#### Written problem
How many of the lines below contain the string "motorcycle", with case counting? Give only the number.

#### Data lines
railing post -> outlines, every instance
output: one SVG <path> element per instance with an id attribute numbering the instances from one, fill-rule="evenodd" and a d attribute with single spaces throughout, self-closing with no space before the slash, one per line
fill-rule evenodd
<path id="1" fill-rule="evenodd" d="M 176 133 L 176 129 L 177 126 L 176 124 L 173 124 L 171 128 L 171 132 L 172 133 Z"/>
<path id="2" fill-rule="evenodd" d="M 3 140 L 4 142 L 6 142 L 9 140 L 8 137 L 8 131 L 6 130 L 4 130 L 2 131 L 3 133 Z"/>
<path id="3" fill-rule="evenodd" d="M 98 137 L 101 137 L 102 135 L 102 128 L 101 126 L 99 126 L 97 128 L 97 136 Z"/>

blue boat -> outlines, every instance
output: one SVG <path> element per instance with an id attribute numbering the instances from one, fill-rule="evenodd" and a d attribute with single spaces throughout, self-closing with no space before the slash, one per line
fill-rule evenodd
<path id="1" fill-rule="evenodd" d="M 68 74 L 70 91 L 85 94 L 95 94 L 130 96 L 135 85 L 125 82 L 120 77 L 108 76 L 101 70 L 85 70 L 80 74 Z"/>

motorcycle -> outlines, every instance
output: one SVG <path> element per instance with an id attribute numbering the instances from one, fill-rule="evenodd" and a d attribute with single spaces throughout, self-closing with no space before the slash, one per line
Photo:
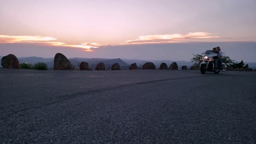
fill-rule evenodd
<path id="1" fill-rule="evenodd" d="M 214 72 L 215 74 L 218 74 L 219 71 L 225 71 L 225 70 L 220 70 L 214 69 L 214 57 L 218 56 L 218 54 L 212 51 L 207 50 L 205 52 L 202 53 L 203 61 L 200 63 L 200 71 L 202 74 L 205 74 L 206 71 Z M 225 67 L 225 64 L 222 63 L 223 65 Z"/>

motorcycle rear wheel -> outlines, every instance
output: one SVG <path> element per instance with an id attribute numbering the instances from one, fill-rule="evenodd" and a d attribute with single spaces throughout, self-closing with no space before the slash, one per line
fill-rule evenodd
<path id="1" fill-rule="evenodd" d="M 206 73 L 206 65 L 201 64 L 200 67 L 200 71 L 202 74 L 205 74 L 205 73 Z"/>

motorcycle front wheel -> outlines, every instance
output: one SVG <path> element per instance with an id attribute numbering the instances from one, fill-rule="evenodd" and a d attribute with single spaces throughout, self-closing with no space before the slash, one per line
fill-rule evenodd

#### Correct response
3